__Task a__: Gather every line of the records that contains the word "bunting".

__Reading text__:
------------
Wednesday, 23 August 2017 @ 16:13
Cosgrove Caster's –
I remember writing a blog on photography as one of
my very first blogs when I started Cosgrove Caster's back in 2012 but now I would
like to bring my tips on the subject right up to date.
As a few of you will
know I am a keen angling photographer and particularly on getting really good
images of your catches.
On the park, we receive
lots of images and photos from anglers with some lovely fish, but to be quite
honest the quality of some of the pictures really doesn’t do the fish or the
By following a few simple
guidelines, you can transform the picture from being a simple out of focus
snapshot into an image that could grace the pages of the Angling Times. The
tips and tricks that I am going to talk about deal not only with a camera but it
equally applies to mobile phones that now have very high-quality cameras on and
with the correct use can take some great quality pictures and even videos.
------------
__Task b__: Rewrite the part of the blog post on angling photography that opens with the words containing "Wednesday, 23 August" and closes with "of your catches.", changing "keen" to "passionate".

__Material for this task__:
------------
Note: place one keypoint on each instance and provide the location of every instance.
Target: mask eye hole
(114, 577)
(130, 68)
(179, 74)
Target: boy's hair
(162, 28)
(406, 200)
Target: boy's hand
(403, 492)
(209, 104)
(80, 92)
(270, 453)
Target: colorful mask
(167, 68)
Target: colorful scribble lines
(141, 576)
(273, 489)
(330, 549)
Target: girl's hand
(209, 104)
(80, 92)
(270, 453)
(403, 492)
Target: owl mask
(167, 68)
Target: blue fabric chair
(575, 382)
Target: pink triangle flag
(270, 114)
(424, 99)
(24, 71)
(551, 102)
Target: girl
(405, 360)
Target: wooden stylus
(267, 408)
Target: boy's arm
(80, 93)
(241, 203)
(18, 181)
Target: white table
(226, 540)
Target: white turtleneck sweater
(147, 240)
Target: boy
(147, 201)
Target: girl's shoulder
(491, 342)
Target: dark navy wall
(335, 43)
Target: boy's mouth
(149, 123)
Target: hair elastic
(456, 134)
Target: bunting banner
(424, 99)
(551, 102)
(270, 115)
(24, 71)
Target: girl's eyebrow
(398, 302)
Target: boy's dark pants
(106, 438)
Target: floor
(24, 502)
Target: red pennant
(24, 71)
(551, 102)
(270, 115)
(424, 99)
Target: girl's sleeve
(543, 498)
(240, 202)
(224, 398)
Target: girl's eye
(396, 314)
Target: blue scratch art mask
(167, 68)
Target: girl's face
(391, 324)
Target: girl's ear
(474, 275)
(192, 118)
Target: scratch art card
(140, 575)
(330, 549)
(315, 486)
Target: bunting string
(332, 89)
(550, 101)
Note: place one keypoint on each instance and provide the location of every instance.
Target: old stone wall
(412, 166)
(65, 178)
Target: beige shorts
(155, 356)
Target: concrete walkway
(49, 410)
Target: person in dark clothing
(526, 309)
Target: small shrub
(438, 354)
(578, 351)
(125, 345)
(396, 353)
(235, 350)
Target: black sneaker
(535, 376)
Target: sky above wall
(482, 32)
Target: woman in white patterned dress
------------
__Final result a__:
Target: bunting banner
Target: bunting string

__Final result b__:
Wednesday, 23 August 2017 @ 16:13
Cosgrove Caster's –
I remember writing a blog on photography as one of
my very first blogs when I started Cosgrove Caster's back in 2012 but now I would
like to bring my tips on the subject right up to date.
As a few of you will
know I am a passionate angling photographer and particularly on getting really good
images of your catches.